ACTIVITY. Would you give the number of lines below in which the string "foliage" appears? Nothing else is needed.

STORED DATA.

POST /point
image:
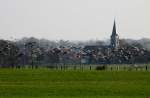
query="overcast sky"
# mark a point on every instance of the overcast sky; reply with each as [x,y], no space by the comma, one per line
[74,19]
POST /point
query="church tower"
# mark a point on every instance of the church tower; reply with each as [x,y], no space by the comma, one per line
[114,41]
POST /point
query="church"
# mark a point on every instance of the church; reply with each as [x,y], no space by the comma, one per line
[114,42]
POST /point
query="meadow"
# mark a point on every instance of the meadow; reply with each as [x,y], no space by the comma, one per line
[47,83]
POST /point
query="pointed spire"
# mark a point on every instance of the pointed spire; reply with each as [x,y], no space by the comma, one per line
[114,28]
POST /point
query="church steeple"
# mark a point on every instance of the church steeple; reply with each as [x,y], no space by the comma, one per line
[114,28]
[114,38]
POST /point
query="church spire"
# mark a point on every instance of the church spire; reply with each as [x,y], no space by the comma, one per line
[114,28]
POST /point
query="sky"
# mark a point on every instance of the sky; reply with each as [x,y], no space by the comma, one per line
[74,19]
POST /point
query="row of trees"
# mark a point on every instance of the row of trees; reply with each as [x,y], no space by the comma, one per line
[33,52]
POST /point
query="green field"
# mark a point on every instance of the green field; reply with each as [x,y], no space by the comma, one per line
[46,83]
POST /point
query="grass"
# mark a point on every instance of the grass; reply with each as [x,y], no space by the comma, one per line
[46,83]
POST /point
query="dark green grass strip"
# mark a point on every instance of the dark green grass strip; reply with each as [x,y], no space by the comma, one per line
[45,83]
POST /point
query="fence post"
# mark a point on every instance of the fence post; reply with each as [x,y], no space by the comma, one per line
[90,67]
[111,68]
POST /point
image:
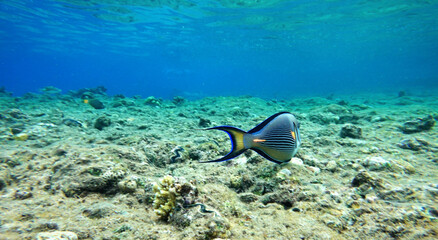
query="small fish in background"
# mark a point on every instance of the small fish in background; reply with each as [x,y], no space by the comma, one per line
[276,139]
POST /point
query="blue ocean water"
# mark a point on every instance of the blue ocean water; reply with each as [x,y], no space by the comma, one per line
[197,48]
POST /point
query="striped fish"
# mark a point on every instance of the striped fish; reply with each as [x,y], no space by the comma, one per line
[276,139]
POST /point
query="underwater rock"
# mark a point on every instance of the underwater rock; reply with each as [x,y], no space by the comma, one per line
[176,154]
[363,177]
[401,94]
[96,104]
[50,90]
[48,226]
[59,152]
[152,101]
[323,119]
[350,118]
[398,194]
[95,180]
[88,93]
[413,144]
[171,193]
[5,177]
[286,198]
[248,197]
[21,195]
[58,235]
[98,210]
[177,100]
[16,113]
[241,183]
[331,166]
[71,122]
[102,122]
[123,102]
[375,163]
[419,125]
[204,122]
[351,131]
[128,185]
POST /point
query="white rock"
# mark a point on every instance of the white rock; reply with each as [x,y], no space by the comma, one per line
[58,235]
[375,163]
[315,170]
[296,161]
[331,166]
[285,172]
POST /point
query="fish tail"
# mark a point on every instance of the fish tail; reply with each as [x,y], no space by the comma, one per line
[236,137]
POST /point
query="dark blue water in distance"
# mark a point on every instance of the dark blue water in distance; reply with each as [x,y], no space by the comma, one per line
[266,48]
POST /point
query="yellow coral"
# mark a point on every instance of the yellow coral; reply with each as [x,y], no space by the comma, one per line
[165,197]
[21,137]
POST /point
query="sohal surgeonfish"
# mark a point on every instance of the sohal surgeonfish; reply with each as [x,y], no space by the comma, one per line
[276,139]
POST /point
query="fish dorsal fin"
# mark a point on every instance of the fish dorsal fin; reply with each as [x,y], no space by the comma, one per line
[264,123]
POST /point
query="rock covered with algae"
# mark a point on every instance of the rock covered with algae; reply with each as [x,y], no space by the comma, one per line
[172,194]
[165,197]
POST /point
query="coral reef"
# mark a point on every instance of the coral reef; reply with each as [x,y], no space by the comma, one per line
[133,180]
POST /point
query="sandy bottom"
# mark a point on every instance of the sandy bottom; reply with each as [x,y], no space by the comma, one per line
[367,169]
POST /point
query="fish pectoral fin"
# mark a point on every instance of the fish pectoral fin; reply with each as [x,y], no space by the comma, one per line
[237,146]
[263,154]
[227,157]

---

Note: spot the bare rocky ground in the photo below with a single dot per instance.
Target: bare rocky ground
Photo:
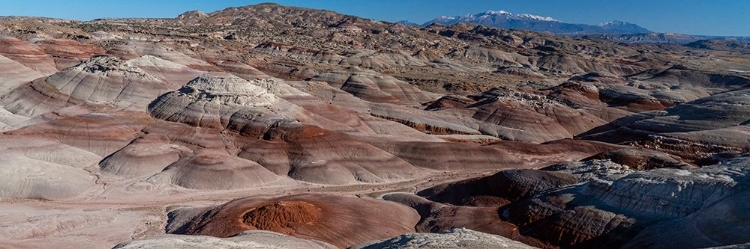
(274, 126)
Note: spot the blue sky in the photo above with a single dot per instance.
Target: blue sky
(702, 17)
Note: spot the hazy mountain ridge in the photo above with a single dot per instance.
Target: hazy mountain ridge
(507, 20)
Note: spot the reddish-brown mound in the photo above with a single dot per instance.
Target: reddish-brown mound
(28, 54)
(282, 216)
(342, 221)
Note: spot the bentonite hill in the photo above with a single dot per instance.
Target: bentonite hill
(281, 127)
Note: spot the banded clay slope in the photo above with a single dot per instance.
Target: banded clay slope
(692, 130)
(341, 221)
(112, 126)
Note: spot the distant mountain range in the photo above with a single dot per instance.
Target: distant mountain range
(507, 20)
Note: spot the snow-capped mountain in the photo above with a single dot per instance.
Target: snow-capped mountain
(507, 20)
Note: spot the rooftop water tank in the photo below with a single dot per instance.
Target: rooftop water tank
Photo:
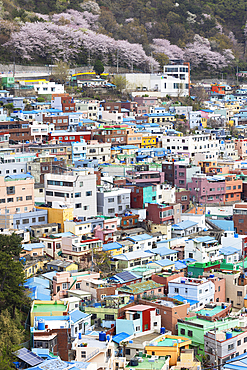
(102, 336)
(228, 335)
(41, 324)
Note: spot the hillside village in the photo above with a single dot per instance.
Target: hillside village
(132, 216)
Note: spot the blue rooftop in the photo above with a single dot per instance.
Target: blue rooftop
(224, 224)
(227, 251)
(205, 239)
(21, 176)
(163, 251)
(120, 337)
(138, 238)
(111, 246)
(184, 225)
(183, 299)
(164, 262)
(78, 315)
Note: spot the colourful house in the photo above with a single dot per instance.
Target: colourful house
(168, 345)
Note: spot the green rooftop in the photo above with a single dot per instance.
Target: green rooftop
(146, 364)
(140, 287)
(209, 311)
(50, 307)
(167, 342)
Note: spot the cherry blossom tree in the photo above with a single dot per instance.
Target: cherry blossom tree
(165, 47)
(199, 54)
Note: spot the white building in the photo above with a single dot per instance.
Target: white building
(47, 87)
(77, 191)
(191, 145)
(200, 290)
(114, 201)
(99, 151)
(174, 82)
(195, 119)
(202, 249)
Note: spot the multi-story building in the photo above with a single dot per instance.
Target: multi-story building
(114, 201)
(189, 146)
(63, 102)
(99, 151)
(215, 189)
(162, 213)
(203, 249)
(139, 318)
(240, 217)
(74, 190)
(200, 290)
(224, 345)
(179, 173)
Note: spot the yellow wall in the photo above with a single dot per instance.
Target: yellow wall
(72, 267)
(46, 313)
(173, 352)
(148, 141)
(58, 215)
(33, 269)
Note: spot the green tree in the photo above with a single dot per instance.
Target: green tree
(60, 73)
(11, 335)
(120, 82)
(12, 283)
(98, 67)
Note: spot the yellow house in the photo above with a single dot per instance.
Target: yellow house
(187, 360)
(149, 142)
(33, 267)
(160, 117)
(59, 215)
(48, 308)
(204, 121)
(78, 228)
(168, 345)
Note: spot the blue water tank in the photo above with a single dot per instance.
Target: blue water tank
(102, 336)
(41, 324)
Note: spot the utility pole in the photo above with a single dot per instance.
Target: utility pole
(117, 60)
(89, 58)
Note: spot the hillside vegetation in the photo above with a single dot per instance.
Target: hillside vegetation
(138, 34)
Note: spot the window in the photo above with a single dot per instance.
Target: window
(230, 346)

--

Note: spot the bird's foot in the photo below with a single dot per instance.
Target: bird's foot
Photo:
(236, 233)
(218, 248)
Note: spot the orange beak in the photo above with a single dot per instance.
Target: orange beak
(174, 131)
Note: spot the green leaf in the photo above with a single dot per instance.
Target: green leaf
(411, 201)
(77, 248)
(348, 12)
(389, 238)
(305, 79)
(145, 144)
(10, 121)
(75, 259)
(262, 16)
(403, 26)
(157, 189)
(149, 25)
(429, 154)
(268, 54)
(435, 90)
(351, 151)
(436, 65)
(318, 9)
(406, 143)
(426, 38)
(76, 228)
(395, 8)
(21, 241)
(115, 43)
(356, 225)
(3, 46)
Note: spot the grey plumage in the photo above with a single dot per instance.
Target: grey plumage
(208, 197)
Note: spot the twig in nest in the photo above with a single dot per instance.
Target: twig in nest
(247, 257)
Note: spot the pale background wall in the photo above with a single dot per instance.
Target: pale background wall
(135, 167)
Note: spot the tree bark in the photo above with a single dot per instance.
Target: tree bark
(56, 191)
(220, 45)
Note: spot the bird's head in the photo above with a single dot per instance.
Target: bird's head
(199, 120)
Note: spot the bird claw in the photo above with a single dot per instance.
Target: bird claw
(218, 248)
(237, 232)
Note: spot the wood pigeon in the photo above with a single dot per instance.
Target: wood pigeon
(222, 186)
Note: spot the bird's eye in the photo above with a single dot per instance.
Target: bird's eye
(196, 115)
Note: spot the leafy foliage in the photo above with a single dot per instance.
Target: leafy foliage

TASK RESPONSE. 2